> _Instructions for the task_:
Extend the court's legal analysis of the dismissed complaint, picking up right after its last sentence on the Rehabilitation Act.

> _Source_:
Start
A. Legal Standard under 28 U.S.C. § 1915(e)(2)(B)

An action filed by a litigant proceeding IFP "shall" be dismissed if the action "(i) is frivolous or malicious; (ii) fails to state a claim on which relief may be granted; or (iii) seeks monetary relief against a defendant who is immune from such relief." 28 U.S.C. § 1915(e)(2)(B); Calhoun v. Stahl, 254 F.3d 845, 845 (9th Cir. 2001) (noting that 28 U.S.C. § 1915(e)(2)(B) is not limited to prisoners). When considering the pleadings of pro se litigants, the Court interprets pleadings "liberally." Draper v. Rosario, 836 F.3d 1072, 1080 (9th Cir. 2016). In giving liberal interpretation to a pro se civil rights complaint, however, courts may not "supply essential elements of claims that were not initially pled." Ivey v. Bd. Of Regents of the Univ. of Alaska, 673 F.2d 266, 268 (9th Cir. 1982).

B. Federal Rule of Civil Procedure 8

Rule 8(a)(3) states that a complaint for relief must contain "a demand for the relief sought." Fed. R. Civ. P. 8(a)(3). A well-pleaded complaint "fully sets forth who is being sued, for what relief, and on what theory, with enough detail to guide discovery." McHenry v. Renne, 84 F.3d 1172, 1177 (9th Cir. 1996). Some indication of the relief sought is necessary to permit the defendant to have fair notice of the claim. Cf. McKeever v. Block, 932 F.2d 795, 798 (9th Cir. 1991). Plaintiff's 5AC is missing any description whatsoever of the relief he seeks (for example, monetary damages). While the Court recognizes that Plaintiff's previous complaints indicated he is seeking monetary damages, an amended complaint completely replaces the earlier complaints and the Court cannot consider information in the earlier complaints. See Ferdik v. Bonzelet, 963 F.2d 1258, 1262 (9th Cir. 1992), as amended (May 22, 1992).

The Court therefore finds that the 5AC must be dismissed because Plaintiff has not stated what relief he is seeking and the Court accordingly cannot conclude that the 5AC states a claim for relief. However, the Court will grant Plaintiff leave to amend. The Court cautions Plaintiff that his Sixth Amended Complaint must be complete in itself without reference to prior complaints or filings, and that any claim not re-alleged in the new amended complaint will be considered waived. See Lacey v. Maricopa Cnty., 693 F.3d 896, 928 (9th Cir. 2012) (noting that claims dismissed with leave to amend which are not re-alleged in an amended pleading may be "considered waived if not repled.").

C. Section 504 of the Rehabilitation Act

Because the Court will grant Plaintiff leave to amend, the Court also considers whether Plaintiff has stated a claim under the Rehabilitation Act, to allow Plaintiff to fix any deficiencies in his complaint prior to refiling.

Plaintiff's complaint includes statements suggesting that Defendants failed to comply with certain requirements of the housing voucher program. See 5AC at 4. However, as Plaintiff's claim appears to be based solely on Defendants' alleged discrimination on the basis of his disability, the Court analyzes his complaint under the Rehabilitation Act.
End
> _Given entries_:
Start
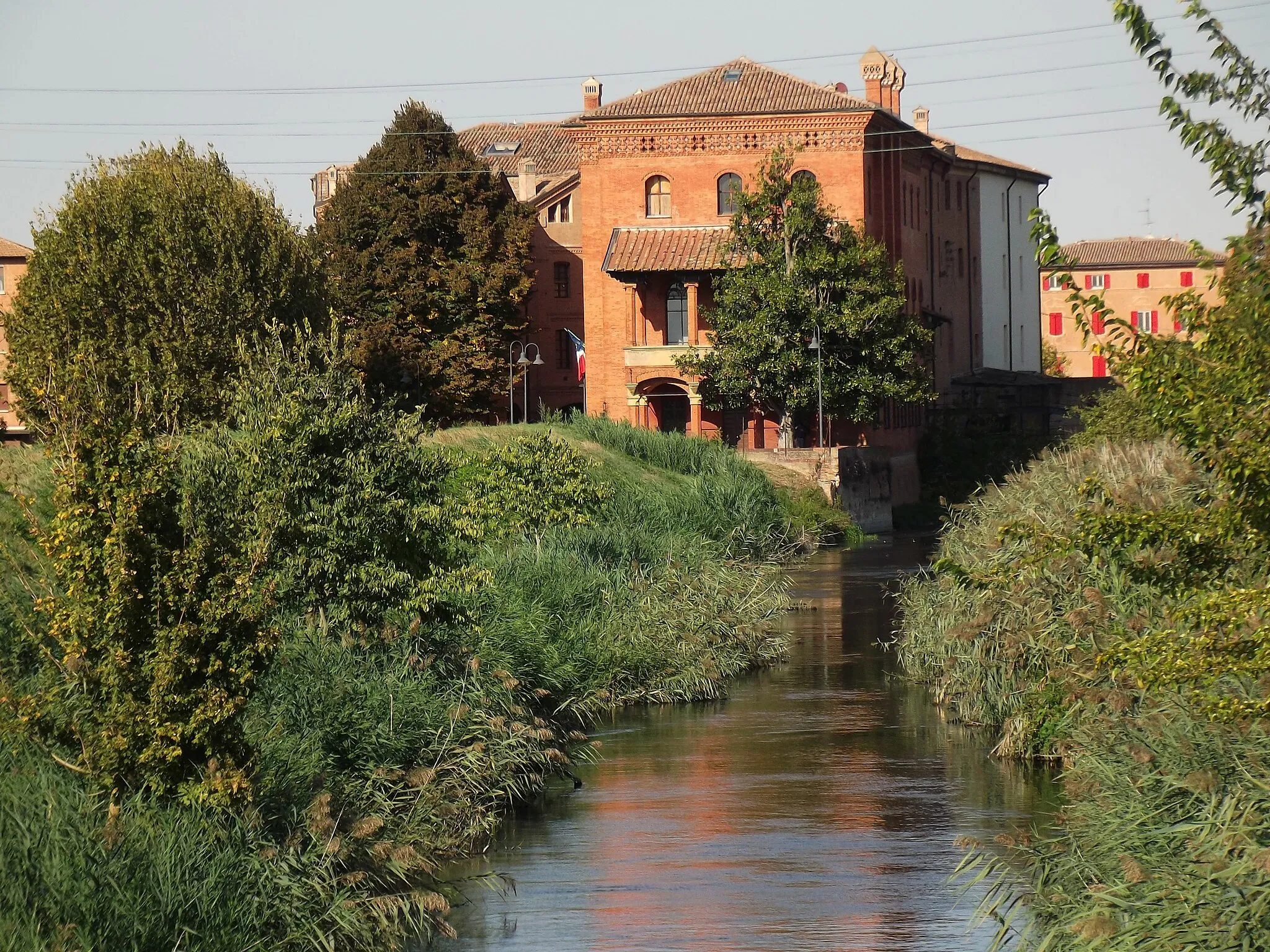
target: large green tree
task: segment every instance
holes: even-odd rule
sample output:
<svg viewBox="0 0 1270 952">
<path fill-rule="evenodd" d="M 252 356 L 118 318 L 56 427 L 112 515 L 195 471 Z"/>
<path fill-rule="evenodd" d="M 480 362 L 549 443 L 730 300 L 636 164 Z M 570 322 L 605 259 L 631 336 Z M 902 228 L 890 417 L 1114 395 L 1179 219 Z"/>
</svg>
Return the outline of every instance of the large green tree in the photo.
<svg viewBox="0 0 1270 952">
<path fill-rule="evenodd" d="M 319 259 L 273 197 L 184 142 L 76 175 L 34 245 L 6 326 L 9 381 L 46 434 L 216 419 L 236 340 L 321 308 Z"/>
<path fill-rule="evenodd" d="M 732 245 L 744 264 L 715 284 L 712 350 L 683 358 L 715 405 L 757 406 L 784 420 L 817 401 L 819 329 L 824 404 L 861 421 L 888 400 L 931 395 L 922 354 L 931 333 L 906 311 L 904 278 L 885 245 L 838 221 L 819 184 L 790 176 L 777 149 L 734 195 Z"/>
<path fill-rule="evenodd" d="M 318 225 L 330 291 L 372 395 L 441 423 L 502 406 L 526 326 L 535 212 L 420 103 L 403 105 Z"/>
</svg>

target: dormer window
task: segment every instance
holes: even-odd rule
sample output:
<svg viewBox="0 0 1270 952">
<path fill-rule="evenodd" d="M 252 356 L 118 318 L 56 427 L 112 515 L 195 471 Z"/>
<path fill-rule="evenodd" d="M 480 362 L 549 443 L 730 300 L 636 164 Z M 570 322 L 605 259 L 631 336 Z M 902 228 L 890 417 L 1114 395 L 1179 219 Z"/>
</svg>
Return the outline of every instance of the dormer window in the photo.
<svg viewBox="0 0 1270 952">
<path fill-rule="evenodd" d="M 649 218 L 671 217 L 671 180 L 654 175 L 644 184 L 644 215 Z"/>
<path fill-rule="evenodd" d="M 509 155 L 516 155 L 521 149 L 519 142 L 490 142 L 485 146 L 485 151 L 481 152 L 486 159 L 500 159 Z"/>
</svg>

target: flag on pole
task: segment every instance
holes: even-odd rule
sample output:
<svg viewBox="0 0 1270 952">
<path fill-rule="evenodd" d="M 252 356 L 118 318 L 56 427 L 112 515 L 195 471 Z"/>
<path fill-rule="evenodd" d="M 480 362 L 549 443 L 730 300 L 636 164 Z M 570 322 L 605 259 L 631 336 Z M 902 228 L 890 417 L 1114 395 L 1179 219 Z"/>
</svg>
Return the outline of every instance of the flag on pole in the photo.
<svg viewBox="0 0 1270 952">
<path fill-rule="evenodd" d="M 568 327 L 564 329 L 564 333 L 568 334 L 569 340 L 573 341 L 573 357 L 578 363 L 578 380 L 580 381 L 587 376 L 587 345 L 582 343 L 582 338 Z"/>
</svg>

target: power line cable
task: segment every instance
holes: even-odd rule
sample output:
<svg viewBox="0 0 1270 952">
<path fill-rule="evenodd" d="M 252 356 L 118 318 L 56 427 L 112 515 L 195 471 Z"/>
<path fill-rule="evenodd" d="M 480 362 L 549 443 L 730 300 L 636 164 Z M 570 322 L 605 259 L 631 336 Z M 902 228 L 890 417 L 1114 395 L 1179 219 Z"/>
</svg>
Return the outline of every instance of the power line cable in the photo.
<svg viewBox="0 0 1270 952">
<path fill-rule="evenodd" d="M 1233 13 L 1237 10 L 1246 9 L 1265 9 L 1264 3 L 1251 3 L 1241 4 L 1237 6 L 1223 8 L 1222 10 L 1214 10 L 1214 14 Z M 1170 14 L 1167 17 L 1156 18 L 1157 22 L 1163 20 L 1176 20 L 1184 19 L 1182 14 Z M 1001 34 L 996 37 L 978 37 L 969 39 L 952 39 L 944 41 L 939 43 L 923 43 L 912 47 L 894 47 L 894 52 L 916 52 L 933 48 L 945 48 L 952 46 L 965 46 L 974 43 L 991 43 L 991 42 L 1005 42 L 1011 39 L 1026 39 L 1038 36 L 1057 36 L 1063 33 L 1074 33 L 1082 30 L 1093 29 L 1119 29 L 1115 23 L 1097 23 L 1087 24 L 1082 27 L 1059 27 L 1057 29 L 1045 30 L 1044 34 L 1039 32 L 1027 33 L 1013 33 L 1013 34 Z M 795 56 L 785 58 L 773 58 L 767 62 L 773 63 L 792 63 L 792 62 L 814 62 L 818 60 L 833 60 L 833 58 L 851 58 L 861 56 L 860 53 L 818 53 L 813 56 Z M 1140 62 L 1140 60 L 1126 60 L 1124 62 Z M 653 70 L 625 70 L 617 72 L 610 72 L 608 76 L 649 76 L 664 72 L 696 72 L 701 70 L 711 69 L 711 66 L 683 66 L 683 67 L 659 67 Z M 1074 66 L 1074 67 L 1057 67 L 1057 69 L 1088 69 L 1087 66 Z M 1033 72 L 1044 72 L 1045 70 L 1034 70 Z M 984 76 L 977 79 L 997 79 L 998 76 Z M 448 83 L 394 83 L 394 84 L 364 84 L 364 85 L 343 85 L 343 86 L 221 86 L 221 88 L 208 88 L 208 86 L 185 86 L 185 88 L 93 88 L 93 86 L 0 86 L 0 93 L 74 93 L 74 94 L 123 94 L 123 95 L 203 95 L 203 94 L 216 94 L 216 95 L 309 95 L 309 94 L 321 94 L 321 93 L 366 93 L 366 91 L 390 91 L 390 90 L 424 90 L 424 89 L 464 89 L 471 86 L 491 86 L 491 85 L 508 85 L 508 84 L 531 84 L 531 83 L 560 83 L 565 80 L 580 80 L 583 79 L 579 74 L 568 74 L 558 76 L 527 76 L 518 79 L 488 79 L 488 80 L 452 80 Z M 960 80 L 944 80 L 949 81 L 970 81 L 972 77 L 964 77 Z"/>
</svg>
End
> _Task answer_:
The Ninth Circuit has held that Section 504 of the Rehabilitation Act, 29 U.S.C. § 794, which prohibits discrimination on the basis of disability by programs receiving federal financial assistance, creates a private right of action. Kling v. Los Angeles Cty., 633 F.2d 876, 878 (9th Cir. 1980). "[S]ection 504 guarantees 'meaningful access' to programs or activities receiving federal financial assistance for otherwise qualified handicapped individuals." Bonner v. Lewis, 857 F.2d 559, 561 (9th Cir. 1988) (quoting Alexander v. Choate, 469 U.S. 287, 301 (1985)). "[T]o assure meaningful access, reasonable accommodations in the . . . program or benefit [receiving federal financial assistance] may have to be made." Id.

To state a claim under the Rehabilitation Act, "a plaintiff must show that (1) she is [disabled] within the meaning of the [Rehabilitation Act]; (2) she is otherwise qualified for the benefit or services sought; (3) she was denied the benefit or services solely by reason of her [disability]; and (4) the program providing the benefit or services receives federal financial assistance." Lovell v. Chandler, 303 F.3d 1039, 1052 (9th Cir. 2002). "A failure to provide reasonable accommodation can constitute discrimination under section 504 of the Rehabilitation Act." Vinson v. Thomas, 288 F.3d 1145, 1154 (9th Cir. 2002). To obtain damages under the statute, a plaintiff must also show that the defendant acted with deliberate indifference. See Lovell, 303 F.3d at 1056.

The Rehabilitation Act now uses the term "disability" rather than "handicap." 29 U.S.C. § 794.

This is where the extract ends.